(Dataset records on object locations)
--------------------

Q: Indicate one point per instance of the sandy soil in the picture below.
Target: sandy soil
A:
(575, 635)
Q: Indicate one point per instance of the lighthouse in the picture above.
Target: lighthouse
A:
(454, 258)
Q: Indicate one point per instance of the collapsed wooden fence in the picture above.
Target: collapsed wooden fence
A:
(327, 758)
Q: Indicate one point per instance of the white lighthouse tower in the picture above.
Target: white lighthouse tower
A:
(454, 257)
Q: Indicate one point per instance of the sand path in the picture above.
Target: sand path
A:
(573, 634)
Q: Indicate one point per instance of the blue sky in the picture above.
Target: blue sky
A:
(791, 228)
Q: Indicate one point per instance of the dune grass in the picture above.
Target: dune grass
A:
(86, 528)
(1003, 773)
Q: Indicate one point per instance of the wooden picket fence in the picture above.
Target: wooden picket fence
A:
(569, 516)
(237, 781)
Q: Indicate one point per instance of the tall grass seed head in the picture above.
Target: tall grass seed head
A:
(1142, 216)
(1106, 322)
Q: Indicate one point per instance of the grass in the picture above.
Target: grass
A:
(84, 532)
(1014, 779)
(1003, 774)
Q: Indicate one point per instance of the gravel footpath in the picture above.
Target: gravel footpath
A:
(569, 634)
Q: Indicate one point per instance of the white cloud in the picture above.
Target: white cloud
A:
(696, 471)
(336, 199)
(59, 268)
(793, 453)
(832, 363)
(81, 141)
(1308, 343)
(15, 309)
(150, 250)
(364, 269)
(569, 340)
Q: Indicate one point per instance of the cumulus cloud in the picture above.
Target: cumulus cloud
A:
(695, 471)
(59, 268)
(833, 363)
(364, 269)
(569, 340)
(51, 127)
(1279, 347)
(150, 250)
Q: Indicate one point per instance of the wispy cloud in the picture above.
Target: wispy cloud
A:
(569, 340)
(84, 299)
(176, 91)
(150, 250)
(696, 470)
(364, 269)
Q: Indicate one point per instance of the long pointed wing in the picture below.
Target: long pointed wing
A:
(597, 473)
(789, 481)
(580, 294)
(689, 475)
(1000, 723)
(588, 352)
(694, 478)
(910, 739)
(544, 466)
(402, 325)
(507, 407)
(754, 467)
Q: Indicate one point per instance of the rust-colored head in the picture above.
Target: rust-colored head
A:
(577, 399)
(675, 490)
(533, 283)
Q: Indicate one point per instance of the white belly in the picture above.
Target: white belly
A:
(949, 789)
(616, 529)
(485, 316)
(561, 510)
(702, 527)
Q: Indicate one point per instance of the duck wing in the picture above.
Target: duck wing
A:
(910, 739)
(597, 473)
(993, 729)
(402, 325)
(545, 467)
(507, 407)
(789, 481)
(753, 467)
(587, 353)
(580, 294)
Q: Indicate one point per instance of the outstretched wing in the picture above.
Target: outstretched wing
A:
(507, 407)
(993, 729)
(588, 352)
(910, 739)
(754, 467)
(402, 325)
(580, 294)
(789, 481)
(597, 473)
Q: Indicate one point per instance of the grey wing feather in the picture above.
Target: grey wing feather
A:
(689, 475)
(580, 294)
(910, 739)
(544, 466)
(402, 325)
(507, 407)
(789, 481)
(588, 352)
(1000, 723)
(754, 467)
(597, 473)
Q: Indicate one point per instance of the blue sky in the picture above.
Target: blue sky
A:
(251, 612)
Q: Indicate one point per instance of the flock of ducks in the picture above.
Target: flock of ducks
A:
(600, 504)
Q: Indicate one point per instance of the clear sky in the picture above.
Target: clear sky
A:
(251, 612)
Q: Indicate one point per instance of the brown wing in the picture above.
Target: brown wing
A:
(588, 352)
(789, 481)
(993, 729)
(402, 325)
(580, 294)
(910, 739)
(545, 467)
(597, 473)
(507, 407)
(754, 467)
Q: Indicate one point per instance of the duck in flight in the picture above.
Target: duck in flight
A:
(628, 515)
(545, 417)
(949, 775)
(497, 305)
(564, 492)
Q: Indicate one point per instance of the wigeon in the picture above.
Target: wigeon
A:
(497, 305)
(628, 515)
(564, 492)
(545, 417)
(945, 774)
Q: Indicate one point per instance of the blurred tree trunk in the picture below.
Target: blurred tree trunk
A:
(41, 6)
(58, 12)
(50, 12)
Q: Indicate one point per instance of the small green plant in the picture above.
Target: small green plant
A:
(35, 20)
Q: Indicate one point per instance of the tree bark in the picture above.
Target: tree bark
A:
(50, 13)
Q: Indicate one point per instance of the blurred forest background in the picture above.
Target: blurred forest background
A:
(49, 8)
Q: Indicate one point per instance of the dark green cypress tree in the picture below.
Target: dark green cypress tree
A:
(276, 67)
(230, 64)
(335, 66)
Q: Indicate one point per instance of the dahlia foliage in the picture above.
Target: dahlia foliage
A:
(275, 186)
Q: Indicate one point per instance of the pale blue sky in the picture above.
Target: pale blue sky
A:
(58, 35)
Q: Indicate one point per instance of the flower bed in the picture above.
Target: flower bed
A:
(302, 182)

--------------------

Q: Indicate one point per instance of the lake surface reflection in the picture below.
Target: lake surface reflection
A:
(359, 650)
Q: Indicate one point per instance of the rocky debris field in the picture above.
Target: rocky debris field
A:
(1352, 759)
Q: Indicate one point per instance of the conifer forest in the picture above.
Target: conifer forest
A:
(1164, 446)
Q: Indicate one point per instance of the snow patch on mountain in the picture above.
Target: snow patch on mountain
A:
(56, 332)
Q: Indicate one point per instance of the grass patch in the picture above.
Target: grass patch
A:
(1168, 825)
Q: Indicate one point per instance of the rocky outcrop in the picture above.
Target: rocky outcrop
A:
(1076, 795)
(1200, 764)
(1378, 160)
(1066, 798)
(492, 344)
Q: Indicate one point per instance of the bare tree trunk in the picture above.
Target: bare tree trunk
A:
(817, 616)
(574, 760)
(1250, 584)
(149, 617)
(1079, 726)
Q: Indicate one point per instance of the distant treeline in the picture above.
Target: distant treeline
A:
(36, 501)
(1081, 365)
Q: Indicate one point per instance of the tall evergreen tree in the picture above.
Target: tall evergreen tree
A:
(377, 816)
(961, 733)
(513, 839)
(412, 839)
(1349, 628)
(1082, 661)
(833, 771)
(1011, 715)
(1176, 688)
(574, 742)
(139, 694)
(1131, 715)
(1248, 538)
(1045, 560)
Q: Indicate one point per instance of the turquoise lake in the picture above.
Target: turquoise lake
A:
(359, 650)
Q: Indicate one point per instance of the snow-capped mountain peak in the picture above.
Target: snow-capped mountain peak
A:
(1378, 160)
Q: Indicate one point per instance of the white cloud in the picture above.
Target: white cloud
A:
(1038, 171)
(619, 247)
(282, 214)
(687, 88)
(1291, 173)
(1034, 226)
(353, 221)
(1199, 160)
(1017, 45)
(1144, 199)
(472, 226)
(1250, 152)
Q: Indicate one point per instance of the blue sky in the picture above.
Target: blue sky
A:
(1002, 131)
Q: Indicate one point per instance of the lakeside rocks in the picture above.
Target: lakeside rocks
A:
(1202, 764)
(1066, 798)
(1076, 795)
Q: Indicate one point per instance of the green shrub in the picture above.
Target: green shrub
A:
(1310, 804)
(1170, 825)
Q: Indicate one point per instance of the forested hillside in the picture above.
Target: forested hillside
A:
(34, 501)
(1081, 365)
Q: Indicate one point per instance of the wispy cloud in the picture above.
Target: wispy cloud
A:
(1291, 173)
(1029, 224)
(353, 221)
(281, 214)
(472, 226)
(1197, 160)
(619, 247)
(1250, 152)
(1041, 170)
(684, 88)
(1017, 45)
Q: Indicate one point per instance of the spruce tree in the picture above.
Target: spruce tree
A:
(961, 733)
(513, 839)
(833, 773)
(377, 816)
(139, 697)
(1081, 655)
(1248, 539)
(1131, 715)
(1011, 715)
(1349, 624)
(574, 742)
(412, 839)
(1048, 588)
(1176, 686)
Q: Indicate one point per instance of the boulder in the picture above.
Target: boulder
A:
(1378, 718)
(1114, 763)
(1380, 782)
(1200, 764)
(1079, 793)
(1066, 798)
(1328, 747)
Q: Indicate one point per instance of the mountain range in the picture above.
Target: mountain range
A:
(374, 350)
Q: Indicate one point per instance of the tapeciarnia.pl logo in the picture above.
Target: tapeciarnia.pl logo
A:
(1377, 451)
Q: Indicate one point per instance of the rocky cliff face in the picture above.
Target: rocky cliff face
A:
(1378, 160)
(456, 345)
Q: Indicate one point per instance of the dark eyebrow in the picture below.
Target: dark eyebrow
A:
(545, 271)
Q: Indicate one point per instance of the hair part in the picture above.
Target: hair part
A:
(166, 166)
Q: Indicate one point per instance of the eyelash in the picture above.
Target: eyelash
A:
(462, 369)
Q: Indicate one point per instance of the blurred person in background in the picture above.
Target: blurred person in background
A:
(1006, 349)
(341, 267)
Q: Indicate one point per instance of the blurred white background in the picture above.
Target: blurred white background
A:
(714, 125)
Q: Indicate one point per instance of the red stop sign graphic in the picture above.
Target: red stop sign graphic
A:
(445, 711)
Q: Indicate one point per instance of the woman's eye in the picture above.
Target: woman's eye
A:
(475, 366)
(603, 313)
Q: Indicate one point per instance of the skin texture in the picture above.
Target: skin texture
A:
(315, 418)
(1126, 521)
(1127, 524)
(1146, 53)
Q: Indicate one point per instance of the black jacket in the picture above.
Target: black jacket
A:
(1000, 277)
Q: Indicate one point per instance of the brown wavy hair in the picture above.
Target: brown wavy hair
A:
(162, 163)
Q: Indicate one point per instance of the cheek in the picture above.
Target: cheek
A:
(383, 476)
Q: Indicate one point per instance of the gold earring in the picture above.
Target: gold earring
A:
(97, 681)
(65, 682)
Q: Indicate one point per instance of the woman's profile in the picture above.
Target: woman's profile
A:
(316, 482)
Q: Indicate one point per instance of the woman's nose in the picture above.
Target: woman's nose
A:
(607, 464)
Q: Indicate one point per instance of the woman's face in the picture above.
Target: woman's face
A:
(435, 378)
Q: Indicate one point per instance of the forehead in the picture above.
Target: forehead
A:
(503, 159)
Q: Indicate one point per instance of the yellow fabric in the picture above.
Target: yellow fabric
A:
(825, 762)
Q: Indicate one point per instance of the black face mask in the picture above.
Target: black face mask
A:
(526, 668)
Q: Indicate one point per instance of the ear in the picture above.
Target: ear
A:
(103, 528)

--------------------

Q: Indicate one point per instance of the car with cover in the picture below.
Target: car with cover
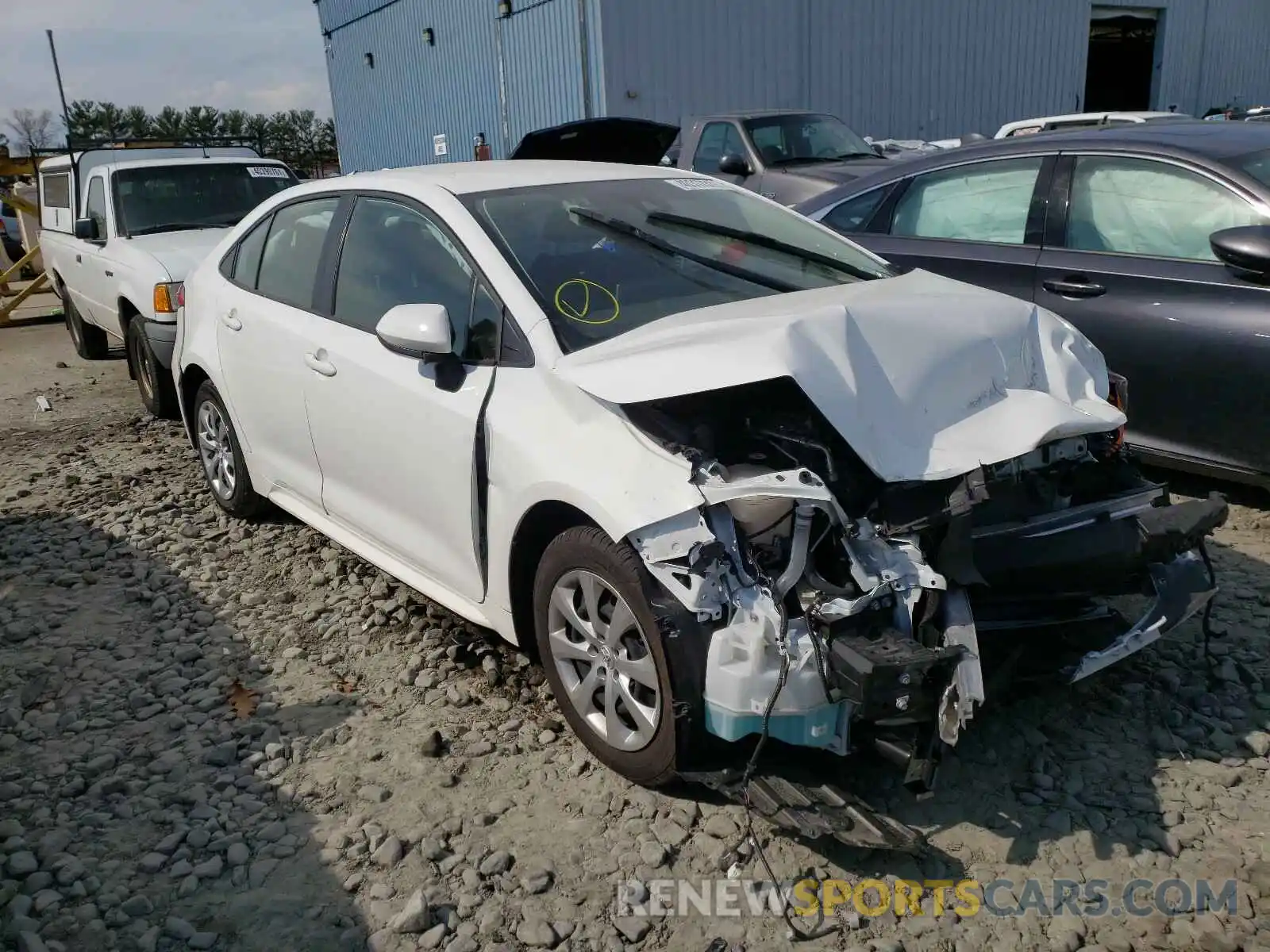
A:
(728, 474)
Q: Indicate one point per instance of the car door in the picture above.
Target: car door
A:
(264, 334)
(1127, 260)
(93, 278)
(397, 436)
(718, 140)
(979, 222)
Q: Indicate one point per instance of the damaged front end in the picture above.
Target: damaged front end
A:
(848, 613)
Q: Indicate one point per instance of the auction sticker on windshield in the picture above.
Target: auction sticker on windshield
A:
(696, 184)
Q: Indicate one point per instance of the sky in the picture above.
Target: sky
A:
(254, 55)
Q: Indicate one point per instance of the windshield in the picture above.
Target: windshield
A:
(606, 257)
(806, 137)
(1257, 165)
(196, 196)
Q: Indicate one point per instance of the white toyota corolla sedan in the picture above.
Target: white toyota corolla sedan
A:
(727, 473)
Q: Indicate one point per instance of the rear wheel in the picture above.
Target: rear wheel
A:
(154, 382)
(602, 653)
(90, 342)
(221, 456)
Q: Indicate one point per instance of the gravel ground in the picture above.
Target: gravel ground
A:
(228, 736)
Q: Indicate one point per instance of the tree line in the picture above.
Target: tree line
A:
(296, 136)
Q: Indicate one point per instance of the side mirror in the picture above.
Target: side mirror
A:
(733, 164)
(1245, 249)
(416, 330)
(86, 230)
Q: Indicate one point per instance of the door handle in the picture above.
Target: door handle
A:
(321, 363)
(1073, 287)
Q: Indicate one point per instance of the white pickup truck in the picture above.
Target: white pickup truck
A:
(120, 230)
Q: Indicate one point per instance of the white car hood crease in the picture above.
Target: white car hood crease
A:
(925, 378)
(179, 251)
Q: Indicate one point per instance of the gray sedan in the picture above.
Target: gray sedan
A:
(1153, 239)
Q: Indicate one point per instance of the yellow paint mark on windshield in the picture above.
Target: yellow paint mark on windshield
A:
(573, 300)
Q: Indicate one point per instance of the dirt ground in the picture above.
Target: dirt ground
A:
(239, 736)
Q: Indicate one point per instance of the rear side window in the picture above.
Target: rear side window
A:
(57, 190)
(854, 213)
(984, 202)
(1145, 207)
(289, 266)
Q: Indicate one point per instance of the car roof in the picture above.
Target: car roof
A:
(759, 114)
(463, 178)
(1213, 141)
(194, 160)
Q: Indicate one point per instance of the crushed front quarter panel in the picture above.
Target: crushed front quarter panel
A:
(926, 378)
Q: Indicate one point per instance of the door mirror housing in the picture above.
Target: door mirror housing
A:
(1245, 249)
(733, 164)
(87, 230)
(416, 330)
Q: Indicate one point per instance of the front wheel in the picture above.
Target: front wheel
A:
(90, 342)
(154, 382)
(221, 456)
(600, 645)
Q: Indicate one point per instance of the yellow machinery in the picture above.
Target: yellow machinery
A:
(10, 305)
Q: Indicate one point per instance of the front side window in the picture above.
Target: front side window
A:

--------------------

Select every line in the rows above that contains the word "long", and copy each of those lines.

Q: Indicate one point per instance of the long pointed wing in the picture below.
Target: long pointed wing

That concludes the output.